Records for identifying positions.
• • •

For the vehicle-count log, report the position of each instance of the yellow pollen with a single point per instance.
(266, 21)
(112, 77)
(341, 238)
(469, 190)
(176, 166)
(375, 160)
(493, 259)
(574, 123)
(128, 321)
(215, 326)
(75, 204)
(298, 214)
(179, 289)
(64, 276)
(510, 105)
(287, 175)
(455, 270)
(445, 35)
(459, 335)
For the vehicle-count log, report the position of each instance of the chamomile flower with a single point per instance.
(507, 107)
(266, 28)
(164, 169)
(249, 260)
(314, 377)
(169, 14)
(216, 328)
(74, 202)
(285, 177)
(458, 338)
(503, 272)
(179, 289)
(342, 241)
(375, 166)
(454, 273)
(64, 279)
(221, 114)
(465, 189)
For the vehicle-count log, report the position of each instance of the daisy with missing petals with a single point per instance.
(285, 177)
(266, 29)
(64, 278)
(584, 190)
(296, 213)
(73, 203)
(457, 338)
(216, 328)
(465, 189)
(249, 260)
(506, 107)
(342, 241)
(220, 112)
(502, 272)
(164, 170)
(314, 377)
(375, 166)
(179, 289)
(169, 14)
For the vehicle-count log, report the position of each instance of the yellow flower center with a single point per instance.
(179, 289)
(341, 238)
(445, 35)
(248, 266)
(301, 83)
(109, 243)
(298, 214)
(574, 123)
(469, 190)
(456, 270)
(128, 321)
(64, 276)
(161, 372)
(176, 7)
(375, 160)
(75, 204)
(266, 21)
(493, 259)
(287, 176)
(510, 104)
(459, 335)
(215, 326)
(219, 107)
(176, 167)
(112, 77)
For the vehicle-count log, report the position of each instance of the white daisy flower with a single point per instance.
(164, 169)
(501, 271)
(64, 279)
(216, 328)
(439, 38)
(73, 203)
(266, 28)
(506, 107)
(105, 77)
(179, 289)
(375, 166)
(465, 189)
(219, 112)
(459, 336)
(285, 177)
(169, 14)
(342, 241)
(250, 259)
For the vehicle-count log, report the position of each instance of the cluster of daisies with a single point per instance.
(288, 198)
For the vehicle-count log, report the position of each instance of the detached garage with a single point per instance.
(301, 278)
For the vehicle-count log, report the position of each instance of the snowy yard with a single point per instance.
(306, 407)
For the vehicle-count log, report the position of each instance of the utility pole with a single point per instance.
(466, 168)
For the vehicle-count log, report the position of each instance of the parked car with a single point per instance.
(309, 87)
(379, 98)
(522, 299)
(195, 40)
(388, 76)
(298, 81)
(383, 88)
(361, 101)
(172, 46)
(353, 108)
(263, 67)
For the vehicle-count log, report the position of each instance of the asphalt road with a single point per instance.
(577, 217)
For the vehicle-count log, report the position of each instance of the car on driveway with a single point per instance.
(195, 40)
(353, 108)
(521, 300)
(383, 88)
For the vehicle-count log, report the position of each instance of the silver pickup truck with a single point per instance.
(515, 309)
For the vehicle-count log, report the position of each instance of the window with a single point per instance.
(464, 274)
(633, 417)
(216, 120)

• • •

Work instructions.
Can you quote every one of the lines above word for word, keeping them in their original order?

The solution.
For the vehicle-count log, report the position of each instance of the yellow pollen with a single point per instance.
(266, 21)
(112, 77)
(341, 238)
(469, 190)
(176, 166)
(375, 160)
(493, 259)
(574, 123)
(128, 321)
(215, 326)
(75, 204)
(298, 214)
(179, 289)
(64, 276)
(510, 105)
(287, 175)
(455, 270)
(445, 35)
(459, 335)
For the vehicle-count log, report the position of each instance of the chamomile flower with a single point per instance.
(507, 107)
(266, 28)
(164, 169)
(249, 260)
(314, 377)
(169, 14)
(216, 328)
(74, 202)
(285, 177)
(458, 338)
(503, 272)
(179, 289)
(342, 241)
(375, 166)
(454, 273)
(64, 279)
(221, 114)
(465, 189)
For the vehicle-count log, report the position of each instance of the daisy with missing petals with a single point per instance.
(285, 177)
(266, 29)
(64, 278)
(584, 190)
(296, 213)
(73, 203)
(457, 338)
(216, 328)
(465, 189)
(249, 260)
(506, 107)
(342, 241)
(220, 112)
(502, 272)
(164, 170)
(314, 377)
(375, 166)
(179, 289)
(169, 14)
For the vehicle-count log, report the position of each instance of the yellow flower center with a single point per instance.
(179, 289)
(341, 238)
(445, 35)
(248, 266)
(301, 83)
(109, 243)
(298, 214)
(574, 123)
(469, 190)
(456, 270)
(128, 321)
(64, 276)
(161, 372)
(176, 7)
(375, 160)
(75, 204)
(266, 21)
(493, 259)
(287, 176)
(510, 104)
(459, 335)
(215, 326)
(219, 107)
(176, 167)
(112, 77)
For the vehicle-count log, report the position of each instance of the white daisy flower with a single point per instance.
(164, 169)
(501, 271)
(64, 279)
(216, 328)
(439, 38)
(73, 203)
(266, 28)
(506, 107)
(105, 77)
(179, 289)
(375, 166)
(465, 189)
(219, 112)
(459, 336)
(285, 177)
(169, 14)
(342, 241)
(250, 259)
For the vehicle-count log, report the position of each instance of the cluster of daisies with a single point per instance.
(288, 198)
For the vehicle-count log, report the position of each instance of the detached garage with a single point per instance.
(301, 278)
For the vehicle-count log, report the position of each instance of the snowy yard with a single point per instance.
(306, 407)
For the vehicle-count log, report the position of each instance of the utility pole with a single point per instance.
(466, 168)
For the vehicle-count log, report the position of each instance of the parked car with a single point per instance.
(309, 87)
(379, 98)
(522, 299)
(195, 40)
(388, 76)
(298, 81)
(383, 88)
(361, 101)
(172, 46)
(353, 108)
(263, 67)
For the vehicle-count log, report the position of each instance of the asphalt road with a single point per instance.
(577, 217)
For the vehicle-count log, report the position of each instance of the car on driveway with a single point per instance.
(195, 40)
(353, 108)
(521, 300)
(383, 88)
For the vehicle-count log, report the position of each instance of the silver pickup truck with a single point per instance.
(515, 309)
For the vehicle-count log, report the position of each instance of the window with a single point per instance.
(464, 274)
(633, 417)
(216, 120)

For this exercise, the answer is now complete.